* **Data listing**:
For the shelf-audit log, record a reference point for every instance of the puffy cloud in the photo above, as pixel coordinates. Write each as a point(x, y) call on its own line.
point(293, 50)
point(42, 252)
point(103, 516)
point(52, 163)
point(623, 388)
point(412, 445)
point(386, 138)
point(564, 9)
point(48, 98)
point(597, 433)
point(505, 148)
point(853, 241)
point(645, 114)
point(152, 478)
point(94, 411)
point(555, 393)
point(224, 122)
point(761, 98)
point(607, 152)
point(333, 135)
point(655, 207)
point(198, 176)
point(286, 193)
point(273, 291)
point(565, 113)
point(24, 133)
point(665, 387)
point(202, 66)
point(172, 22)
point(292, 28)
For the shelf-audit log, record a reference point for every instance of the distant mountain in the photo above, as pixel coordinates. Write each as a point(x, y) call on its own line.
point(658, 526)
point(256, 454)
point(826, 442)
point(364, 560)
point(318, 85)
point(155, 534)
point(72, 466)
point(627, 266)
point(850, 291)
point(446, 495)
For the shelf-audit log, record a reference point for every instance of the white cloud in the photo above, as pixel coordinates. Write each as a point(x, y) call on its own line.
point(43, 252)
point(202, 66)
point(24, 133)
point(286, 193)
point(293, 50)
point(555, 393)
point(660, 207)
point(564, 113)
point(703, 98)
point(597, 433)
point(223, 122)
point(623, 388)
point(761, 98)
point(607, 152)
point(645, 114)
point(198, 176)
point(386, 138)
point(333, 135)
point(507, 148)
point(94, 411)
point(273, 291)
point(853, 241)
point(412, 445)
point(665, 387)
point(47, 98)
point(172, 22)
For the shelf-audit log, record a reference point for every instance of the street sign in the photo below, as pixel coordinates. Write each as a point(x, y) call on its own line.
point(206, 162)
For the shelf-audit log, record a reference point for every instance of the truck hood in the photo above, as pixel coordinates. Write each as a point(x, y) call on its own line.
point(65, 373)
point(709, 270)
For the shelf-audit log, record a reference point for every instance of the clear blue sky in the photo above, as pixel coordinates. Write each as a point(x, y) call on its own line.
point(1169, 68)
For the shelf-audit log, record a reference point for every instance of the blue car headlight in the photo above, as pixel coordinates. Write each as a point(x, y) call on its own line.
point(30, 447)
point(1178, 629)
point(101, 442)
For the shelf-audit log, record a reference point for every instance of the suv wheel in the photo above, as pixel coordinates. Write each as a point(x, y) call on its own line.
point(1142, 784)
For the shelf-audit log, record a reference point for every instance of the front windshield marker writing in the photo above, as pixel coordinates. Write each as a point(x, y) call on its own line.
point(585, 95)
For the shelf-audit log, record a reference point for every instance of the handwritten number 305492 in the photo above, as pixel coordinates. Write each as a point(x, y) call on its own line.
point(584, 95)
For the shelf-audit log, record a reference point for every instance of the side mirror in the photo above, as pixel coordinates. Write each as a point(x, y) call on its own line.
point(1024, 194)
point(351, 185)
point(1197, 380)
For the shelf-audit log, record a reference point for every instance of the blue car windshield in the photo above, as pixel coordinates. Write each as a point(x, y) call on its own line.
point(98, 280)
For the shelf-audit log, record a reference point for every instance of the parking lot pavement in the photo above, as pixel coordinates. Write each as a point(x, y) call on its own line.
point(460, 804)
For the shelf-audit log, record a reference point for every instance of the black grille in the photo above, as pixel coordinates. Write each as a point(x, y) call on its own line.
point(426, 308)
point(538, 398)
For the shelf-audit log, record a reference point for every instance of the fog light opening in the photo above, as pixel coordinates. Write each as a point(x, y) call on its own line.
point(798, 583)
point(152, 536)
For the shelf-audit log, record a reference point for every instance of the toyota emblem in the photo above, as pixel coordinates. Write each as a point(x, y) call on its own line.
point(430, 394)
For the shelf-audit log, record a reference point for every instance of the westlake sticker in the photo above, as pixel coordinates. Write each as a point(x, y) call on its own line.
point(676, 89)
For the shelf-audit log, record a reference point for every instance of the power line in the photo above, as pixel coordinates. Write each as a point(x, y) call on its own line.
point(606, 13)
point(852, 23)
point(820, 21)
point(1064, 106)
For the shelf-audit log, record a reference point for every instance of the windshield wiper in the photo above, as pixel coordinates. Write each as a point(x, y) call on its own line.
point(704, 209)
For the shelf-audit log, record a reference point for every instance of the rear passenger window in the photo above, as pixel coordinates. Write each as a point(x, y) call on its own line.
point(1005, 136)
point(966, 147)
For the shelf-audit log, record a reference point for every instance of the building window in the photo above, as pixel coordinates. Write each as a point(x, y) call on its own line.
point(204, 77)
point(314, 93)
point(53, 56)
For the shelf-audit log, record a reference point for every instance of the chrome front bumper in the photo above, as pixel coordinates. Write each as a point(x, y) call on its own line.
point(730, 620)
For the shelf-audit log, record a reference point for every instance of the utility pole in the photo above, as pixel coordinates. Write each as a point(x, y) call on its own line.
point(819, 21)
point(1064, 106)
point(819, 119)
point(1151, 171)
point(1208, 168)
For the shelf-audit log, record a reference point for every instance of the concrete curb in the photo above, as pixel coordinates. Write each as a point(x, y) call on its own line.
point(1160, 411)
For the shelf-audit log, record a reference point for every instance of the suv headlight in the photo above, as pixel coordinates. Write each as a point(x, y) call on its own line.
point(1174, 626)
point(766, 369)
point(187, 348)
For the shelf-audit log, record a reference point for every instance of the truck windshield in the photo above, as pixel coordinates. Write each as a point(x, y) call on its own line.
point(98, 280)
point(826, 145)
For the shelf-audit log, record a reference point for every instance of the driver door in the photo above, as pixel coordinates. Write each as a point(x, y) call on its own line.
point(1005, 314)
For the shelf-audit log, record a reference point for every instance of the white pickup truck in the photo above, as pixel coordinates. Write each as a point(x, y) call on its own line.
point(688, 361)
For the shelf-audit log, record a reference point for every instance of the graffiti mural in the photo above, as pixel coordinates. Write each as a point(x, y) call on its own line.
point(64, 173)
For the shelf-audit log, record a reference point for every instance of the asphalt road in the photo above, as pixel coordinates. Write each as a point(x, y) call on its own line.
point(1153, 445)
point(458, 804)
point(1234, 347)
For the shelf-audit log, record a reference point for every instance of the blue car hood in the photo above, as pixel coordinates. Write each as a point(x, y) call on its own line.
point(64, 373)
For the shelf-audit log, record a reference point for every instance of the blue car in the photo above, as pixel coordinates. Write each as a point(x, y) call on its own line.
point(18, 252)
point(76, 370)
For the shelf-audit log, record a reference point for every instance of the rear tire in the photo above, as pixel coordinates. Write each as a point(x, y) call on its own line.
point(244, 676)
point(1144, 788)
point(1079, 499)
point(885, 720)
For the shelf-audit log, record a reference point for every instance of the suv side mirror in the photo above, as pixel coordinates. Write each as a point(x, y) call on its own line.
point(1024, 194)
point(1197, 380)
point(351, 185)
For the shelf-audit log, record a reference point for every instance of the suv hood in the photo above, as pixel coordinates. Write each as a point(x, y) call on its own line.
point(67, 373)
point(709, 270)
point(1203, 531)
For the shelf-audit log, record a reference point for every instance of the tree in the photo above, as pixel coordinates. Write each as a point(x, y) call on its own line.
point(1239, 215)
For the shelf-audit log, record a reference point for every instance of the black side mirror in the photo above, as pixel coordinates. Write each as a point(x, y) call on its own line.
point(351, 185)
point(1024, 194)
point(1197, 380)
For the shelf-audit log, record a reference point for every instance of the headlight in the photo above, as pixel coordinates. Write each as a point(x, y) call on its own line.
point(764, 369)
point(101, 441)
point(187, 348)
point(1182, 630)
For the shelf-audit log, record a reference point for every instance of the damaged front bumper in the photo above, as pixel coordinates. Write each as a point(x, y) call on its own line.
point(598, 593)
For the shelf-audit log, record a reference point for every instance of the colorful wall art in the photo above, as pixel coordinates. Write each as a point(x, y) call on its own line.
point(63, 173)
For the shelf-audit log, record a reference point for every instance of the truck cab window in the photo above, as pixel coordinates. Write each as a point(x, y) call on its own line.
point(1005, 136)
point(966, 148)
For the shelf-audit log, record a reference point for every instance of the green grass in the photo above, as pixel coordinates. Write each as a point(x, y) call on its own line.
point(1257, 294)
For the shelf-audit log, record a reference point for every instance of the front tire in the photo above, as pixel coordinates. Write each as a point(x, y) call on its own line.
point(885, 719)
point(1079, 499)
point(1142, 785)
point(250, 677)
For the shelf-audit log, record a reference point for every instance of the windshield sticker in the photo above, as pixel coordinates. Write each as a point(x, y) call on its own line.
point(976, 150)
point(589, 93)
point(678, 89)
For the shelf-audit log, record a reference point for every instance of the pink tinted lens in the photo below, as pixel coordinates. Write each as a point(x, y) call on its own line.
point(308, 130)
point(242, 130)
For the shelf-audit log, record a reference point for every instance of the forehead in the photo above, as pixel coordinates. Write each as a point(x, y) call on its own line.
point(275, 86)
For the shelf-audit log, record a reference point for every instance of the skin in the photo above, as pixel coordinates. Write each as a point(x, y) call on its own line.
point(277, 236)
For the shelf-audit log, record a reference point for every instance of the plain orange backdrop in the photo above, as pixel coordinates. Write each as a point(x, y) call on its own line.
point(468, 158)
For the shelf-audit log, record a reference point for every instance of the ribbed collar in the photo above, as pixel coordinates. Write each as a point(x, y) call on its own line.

* **About this exercise**: Return, word for word, the lines from the one containing "of the pink" through the end of the data above, both ends included, and nothing else.

* **Result below**:
For the shelf-audit log, record a reference point for every instance of the pink tinted lens in the photo below, as pixel coordinates. Write each as a point(x, y) call on its own line.
point(308, 130)
point(242, 130)
For the shelf-audit log, record a reference point for every instance of the forehead in the photo above, as pixel coordinates. Write each as a point(x, y) call on its own line.
point(275, 86)
For the shelf-audit log, record a reference point for every instance of the skin in the photo above, as pixel coordinates. Write each as a point(x, y) call on its own line.
point(277, 236)
For the shelf-audit log, record a reference point for every instance of the plain orange backdrop in the photo above, as pixel coordinates. Write each as a point(x, y) call on its own line.
point(468, 158)
For the shelf-audit log, record a reference point for every instance of the ribbed collar in the photo above, as pixel coordinates. Write each as a point(x, y) call on its own line.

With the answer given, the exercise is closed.